● **INSTRUCTIONS FOR THE TASK**: Output every one of the records below verbatim, line for line.

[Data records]
--- Start ---

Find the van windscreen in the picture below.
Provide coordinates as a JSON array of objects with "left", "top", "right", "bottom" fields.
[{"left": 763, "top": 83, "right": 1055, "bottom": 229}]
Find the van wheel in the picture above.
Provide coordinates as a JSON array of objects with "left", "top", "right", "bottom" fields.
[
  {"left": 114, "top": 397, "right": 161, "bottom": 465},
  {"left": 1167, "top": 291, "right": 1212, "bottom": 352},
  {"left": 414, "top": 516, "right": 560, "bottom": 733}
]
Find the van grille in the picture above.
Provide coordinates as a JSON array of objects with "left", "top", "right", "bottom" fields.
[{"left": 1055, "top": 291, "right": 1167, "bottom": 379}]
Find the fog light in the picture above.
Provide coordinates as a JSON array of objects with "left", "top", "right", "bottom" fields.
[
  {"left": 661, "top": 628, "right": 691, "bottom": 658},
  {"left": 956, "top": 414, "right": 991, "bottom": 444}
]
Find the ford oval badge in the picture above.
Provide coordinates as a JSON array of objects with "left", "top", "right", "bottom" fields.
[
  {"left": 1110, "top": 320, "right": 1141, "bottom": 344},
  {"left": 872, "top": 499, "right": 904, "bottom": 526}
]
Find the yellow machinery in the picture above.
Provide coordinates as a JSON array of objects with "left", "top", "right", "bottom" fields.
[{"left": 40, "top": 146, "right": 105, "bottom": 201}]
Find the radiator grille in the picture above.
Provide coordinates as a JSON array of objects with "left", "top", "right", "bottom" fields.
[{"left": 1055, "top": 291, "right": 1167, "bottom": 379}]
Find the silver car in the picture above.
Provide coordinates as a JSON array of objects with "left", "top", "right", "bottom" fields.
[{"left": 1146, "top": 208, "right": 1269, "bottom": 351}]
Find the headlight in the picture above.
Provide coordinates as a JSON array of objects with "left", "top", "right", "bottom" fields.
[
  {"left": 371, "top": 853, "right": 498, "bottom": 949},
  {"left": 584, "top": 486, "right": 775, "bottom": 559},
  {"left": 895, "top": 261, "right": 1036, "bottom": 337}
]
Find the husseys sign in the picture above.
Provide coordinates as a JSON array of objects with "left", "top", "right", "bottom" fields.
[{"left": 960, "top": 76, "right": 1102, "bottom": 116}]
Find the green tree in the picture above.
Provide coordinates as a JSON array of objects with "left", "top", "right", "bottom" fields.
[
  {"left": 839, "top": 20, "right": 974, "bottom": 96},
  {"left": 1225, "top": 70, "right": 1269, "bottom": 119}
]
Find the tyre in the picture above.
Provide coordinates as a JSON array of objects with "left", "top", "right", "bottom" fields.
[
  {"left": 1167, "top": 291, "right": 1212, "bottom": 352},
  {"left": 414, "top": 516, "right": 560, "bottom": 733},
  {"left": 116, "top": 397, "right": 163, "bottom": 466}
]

--- End ---

● **RESULT OF THE EXERCISE**:
Find the van windscreen in the picture below.
Provide coordinates as a JSON array of objects with "left", "top", "right", "bottom" fields.
[{"left": 763, "top": 83, "right": 1055, "bottom": 229}]
Find the van wheel in the picture above.
Provide coordinates as a JSON array of objects with "left", "top", "right", "bottom" fields.
[
  {"left": 114, "top": 397, "right": 161, "bottom": 465},
  {"left": 1167, "top": 291, "right": 1212, "bottom": 352},
  {"left": 414, "top": 516, "right": 560, "bottom": 733}
]
Find the van grille in the picture above.
Provide coordinates as a JSON array of objects with "left", "top", "right", "bottom" fields.
[{"left": 1055, "top": 291, "right": 1167, "bottom": 379}]
Find the fog light in the picture above.
Provide coordinates as a JSON array of objects with "left", "top", "right", "bottom" fields.
[
  {"left": 661, "top": 628, "right": 691, "bottom": 658},
  {"left": 956, "top": 414, "right": 991, "bottom": 444}
]
Find the ford oval badge in the picture above.
Provide coordinates as a JSON array of objects with "left", "top", "right", "bottom" fields.
[
  {"left": 1110, "top": 320, "right": 1141, "bottom": 344},
  {"left": 872, "top": 499, "right": 904, "bottom": 526}
]
Find the yellow machinery in the picture above.
Provide coordinates as a JSON array of objects with "left", "top", "right", "bottom" fields.
[{"left": 40, "top": 146, "right": 105, "bottom": 201}]
Find the radiator grille in the picture above.
Provide coordinates as a JSON array of objects with "left", "top", "right", "bottom" fields.
[{"left": 1055, "top": 291, "right": 1167, "bottom": 379}]
Find the silver car in the picture above.
Provide coordinates as a JSON array of objects with "left", "top", "right", "bottom" fields.
[{"left": 1146, "top": 208, "right": 1269, "bottom": 351}]
Find the headlight in the picture above.
Provide coordinates as a JSON array of objects with "left", "top", "right", "bottom" fields.
[
  {"left": 371, "top": 853, "right": 498, "bottom": 949},
  {"left": 584, "top": 486, "right": 775, "bottom": 559},
  {"left": 895, "top": 261, "right": 1036, "bottom": 337}
]
Find the husseys sign in the picture above.
Provide coordinates as a JSON array of objects with "left", "top", "right", "bottom" fields.
[{"left": 960, "top": 76, "right": 1102, "bottom": 116}]
Find the green tree in the picture above.
Provide coordinates as a JSON array of objects with "left", "top", "right", "bottom" fields.
[
  {"left": 839, "top": 20, "right": 974, "bottom": 96},
  {"left": 1225, "top": 70, "right": 1269, "bottom": 119}
]
Find the tyre in the picture above.
Provide coordinates as a JSON array of objects with "left", "top", "right", "bottom" fields.
[
  {"left": 1167, "top": 291, "right": 1212, "bottom": 352},
  {"left": 414, "top": 516, "right": 560, "bottom": 733},
  {"left": 116, "top": 397, "right": 163, "bottom": 466}
]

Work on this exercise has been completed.